**Given exercise:** Copy out the passage of the film review that runs from "Like all the" up to and including "in life’s midseason.".

Like Carol (2015), starring Cate Blanchett and Rooney Mara, the connection between Anaïs and Emilie seems entirely natural, and the younger lover is the one more willing to throw up her hands at reality and pursue the relationship no matter what. In a world that often makes middle-aged women disappear, these 40- and 50-something dames hold virtually all the power. But unlike Todd Haynes’s sumptuous melodrama, Anaïs in Love revels less in the inevitability of a broken heart and more in the heart’s resilient, if mercurial, nature. “Misfortunes are part of the plan,” Emilie tells her gamine suitor during a hike to the beach. “That’s what life is.”

Anaïs Demoustier and Valeria Bruni Tedeschi in Anaïs in Love, a Magnolia Pictures release (© Les Films Pelléas. Photo courtesy Magnolia Pictures)

Like all the best romances, Anaïs in Love doesn’t suggest that being “in love” necessarily means being with a person forever. The headiest, and best, infatuation may only prove possible when that connection is fleeting, and the memory endures long after the affair. Emilie — not pregnancy, a PhD, or any male prospect — proves the only event in Anaïs’s life to give her a sense of direction, to keep her attention for months at a stretch. In this way, the film overtly rejects the cumbersome heteronormative romantic arc — getting the guy, or the job, doesn’t matter if you don’t want either. 

“Anaïs, are you real?” ends one of Emilie’s emails read aloud toward the end of the film — and despite Anaïs’s hyperbolized whimsy, her longing feels relatable. What the heart wants may be an inconvenient surprise, and, as this movie celebrates, surprises can happen in life’s midseason.

Anaïs in Love, directed by Charline Bourgeois-Tacquet (2022), is currently in theaters and available to stream starting on May 6.

**Dataset entries:**
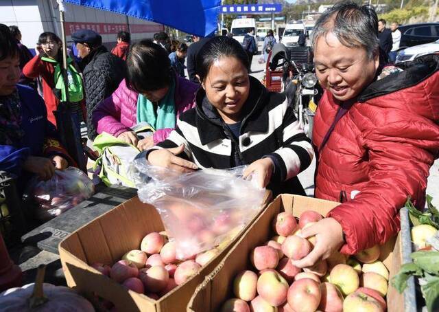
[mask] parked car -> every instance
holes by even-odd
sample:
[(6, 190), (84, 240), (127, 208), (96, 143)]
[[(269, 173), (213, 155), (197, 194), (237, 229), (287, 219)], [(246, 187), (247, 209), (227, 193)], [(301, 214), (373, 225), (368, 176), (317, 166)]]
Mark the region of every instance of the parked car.
[(403, 25), (398, 29), (401, 33), (400, 49), (429, 43), (439, 39), (439, 23)]
[(432, 53), (439, 53), (439, 40), (431, 43), (415, 45), (401, 50), (396, 56), (396, 64), (402, 62), (413, 60), (418, 56), (431, 54)]

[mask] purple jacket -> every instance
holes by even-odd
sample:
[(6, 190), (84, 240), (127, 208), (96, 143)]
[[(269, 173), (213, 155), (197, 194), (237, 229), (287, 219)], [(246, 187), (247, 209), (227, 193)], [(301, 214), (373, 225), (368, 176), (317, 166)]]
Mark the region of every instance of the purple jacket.
[[(195, 95), (200, 86), (181, 77), (176, 78), (175, 102), (177, 118), (180, 114), (195, 107)], [(125, 79), (109, 97), (101, 102), (93, 113), (93, 122), (98, 133), (106, 132), (117, 137), (137, 122), (137, 106), (139, 93), (130, 90)], [(153, 135), (154, 145), (164, 141), (173, 129), (157, 130)]]

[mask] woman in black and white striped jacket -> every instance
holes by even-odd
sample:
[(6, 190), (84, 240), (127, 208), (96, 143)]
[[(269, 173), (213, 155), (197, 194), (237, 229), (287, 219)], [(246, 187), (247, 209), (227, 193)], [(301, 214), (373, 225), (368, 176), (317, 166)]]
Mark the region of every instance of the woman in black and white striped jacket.
[(309, 166), (313, 148), (285, 94), (268, 92), (248, 75), (248, 59), (235, 39), (215, 37), (200, 52), (202, 89), (196, 107), (180, 116), (167, 140), (139, 157), (182, 172), (249, 165), (261, 186), (305, 194), (296, 175)]

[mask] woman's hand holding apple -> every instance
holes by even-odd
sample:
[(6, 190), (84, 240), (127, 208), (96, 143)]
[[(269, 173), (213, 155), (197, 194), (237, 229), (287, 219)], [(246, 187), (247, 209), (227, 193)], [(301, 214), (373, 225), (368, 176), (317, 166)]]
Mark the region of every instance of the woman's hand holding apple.
[(342, 225), (333, 218), (324, 218), (302, 229), (300, 236), (306, 238), (313, 236), (316, 238), (314, 248), (302, 259), (292, 261), (294, 265), (300, 268), (311, 267), (320, 260), (329, 258), (344, 243)]
[(154, 166), (165, 167), (180, 172), (191, 172), (198, 167), (188, 160), (183, 159), (177, 155), (185, 151), (185, 145), (172, 148), (153, 151), (147, 156), (147, 160)]

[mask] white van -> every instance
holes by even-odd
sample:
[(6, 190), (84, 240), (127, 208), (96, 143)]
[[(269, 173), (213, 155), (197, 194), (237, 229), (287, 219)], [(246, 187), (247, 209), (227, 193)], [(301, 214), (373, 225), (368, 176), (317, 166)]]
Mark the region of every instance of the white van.
[(282, 36), (282, 43), (287, 47), (297, 45), (300, 34), (307, 34), (307, 30), (303, 22), (297, 22), (287, 24)]
[(244, 41), (246, 34), (249, 32), (252, 29), (254, 30), (254, 40), (256, 40), (257, 29), (254, 19), (236, 19), (232, 21), (230, 32), (233, 34), (233, 38), (237, 40), (240, 43), (242, 43)]

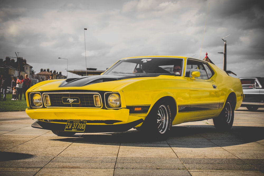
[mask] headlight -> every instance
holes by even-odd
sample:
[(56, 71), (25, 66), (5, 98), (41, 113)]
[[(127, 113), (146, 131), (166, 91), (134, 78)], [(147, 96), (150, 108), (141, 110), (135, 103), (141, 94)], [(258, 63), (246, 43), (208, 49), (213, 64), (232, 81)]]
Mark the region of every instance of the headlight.
[(107, 99), (108, 104), (113, 108), (117, 108), (121, 104), (120, 97), (116, 93), (112, 93), (108, 97)]
[(38, 93), (34, 94), (32, 97), (32, 102), (36, 106), (40, 106), (42, 104), (41, 96)]

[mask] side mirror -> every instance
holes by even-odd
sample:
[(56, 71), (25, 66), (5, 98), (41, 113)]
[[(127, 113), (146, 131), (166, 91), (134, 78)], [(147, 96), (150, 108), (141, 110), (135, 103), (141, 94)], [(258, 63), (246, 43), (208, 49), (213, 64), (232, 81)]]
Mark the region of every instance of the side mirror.
[(192, 78), (191, 79), (195, 80), (195, 78), (200, 76), (200, 72), (192, 72), (191, 76)]

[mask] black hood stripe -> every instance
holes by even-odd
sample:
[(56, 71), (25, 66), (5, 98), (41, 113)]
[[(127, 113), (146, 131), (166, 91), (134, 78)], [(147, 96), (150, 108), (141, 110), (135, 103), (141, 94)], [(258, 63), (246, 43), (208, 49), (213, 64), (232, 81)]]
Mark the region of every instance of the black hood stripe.
[(157, 77), (158, 75), (130, 75), (126, 76), (111, 75), (88, 76), (68, 79), (62, 83), (59, 86), (59, 87), (81, 87), (89, 84), (103, 82), (112, 81), (135, 78)]

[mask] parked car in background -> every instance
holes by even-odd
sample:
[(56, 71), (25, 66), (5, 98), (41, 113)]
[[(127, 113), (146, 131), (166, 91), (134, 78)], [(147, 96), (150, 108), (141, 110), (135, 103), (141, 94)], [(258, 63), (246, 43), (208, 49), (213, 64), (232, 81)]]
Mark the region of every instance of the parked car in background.
[(241, 106), (250, 111), (264, 107), (264, 77), (240, 78), (245, 98)]
[[(12, 90), (12, 88), (10, 87), (7, 87), (7, 89), (6, 89), (6, 93), (8, 93), (12, 92), (13, 90)], [(3, 93), (3, 89), (1, 89), (1, 93)]]
[(7, 87), (7, 89), (6, 90), (6, 93), (13, 93), (13, 91), (12, 90), (12, 88), (10, 87)]
[(43, 81), (27, 91), (32, 127), (59, 136), (124, 131), (166, 136), (172, 125), (213, 118), (228, 130), (243, 97), (238, 78), (187, 57), (121, 59), (101, 75)]

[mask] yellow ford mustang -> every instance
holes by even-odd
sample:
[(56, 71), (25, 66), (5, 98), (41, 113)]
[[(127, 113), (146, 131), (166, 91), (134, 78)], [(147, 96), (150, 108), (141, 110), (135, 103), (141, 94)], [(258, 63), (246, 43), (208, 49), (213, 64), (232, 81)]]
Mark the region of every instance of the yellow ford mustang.
[(124, 58), (101, 75), (43, 81), (26, 93), (35, 128), (60, 136), (134, 128), (159, 137), (211, 118), (230, 129), (243, 95), (239, 79), (215, 65), (172, 56)]

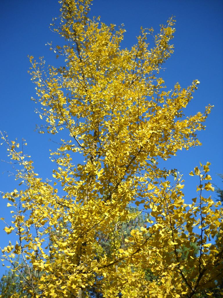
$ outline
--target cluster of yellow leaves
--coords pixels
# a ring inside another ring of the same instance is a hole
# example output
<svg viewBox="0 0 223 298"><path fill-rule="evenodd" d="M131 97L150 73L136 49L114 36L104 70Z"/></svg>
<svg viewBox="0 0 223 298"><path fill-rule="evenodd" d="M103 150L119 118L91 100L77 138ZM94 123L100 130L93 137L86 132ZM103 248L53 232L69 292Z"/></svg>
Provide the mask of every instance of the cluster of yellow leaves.
<svg viewBox="0 0 223 298"><path fill-rule="evenodd" d="M158 76L173 52L175 21L161 26L153 48L147 42L153 30L142 28L136 44L122 49L124 30L89 19L90 0L60 2L54 30L67 43L50 46L65 66L44 70L42 59L30 60L47 131L65 128L69 135L65 131L67 139L51 153L53 185L38 178L19 145L3 136L20 166L22 186L4 196L13 207L5 230L18 240L2 250L2 260L35 298L87 297L93 290L108 298L192 297L214 287L222 270L223 228L219 204L202 195L213 190L210 182L202 184L211 179L205 175L210 164L191 173L199 177L199 193L188 205L182 177L159 168L157 160L200 145L196 133L211 108L184 119L199 81L167 91ZM76 164L78 153L84 160ZM132 219L128 208L136 205L148 215L147 223L123 240L119 224Z"/></svg>

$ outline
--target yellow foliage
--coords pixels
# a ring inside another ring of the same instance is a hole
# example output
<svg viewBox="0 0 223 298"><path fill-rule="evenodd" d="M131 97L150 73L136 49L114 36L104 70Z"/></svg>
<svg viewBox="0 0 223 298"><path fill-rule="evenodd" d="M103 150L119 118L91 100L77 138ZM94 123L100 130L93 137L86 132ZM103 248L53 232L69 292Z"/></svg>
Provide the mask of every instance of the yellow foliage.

**Task result:**
Like all the best romances, Anaïs in Love doesn’t suggest that being “in love” necessarily means being with a person forever. The headiest, and best, infatuation may only prove possible when that connection is fleeting, and the memory endures long after the affair. Emilie — not pregnancy, a PhD, or any male prospect — proves the only event in Anaïs’s life to give her a sense of direction, to keep her attention for months at a stretch. In this way, the film overtly rejects the cumbersome heteronormative romantic arc — getting the guy, or the job, doesn’t matter if you don’t want either. 

“Anaïs, are you real?” ends one of Emilie’s emails read aloud toward the end of the film — and despite Anaïs’s hyperbolized whimsy, her longing feels relatable. What the heart wants may be an inconvenient surprise, and, as this movie celebrates, surprises can happen in life’s midseason.